• **What to do**
With the pictures left out, restate every entry word for word.

• **Dataset records**
+++++

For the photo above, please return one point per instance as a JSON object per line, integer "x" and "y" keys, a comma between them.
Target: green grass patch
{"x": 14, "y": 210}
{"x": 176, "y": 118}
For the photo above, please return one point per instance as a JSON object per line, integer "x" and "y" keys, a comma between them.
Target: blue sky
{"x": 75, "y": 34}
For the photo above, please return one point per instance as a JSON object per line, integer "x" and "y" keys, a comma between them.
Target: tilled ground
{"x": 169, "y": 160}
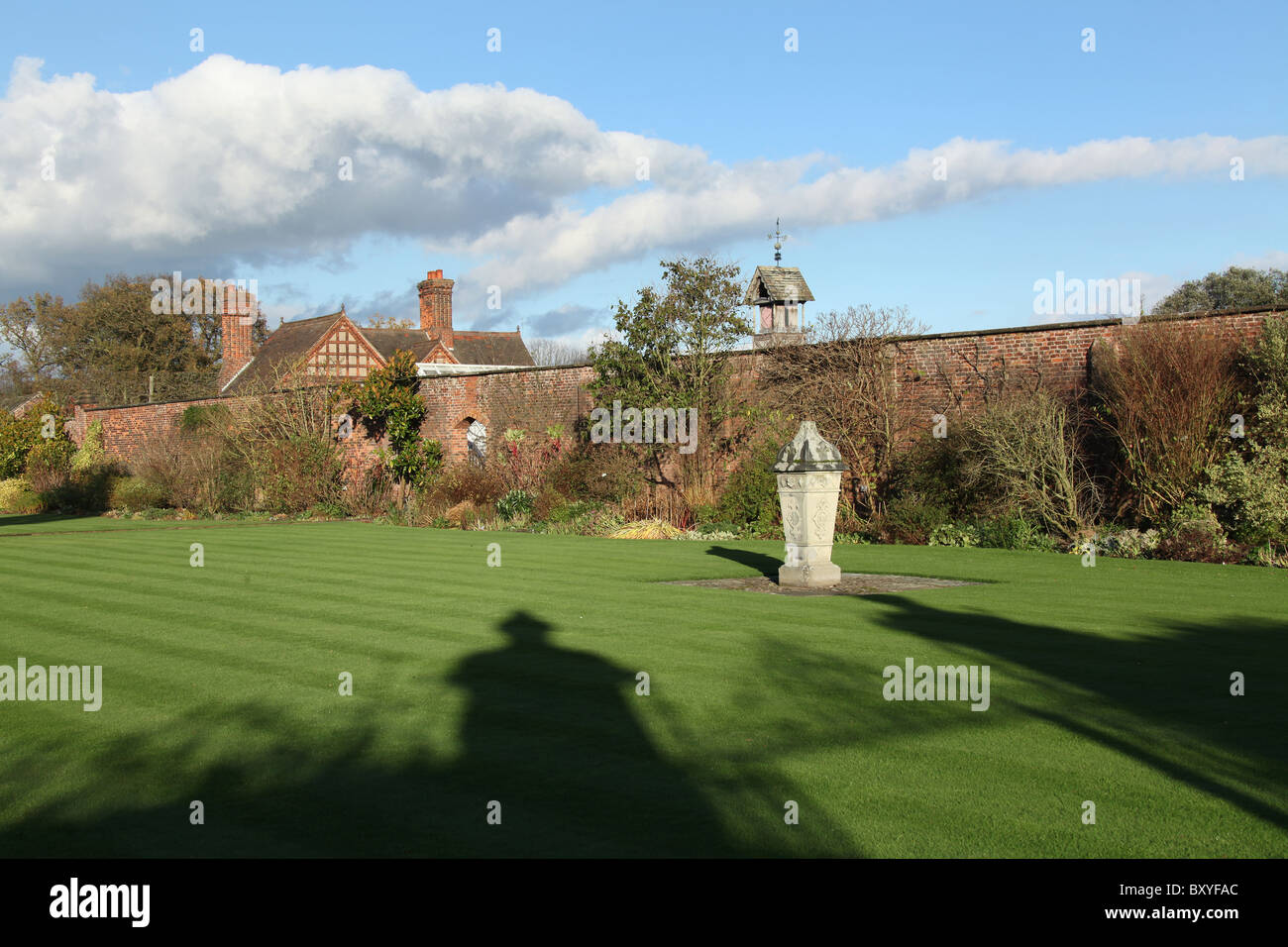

+++++

• **Exercise answer**
For the photo above, please return one point per instance as a JSON object per line, integer "x" and "y" keys, a comma between them.
Target: green grass patch
{"x": 14, "y": 210}
{"x": 176, "y": 118}
For the photo above, please return one point per instance as a JSON object per line, integer "x" and "y" keys, a comma between them.
Target: blue sky
{"x": 75, "y": 34}
For the photo above, please return one point per instance as a JSON object per line, integer "x" and "y" keys, a comma between them.
Target: tilled ground
{"x": 169, "y": 160}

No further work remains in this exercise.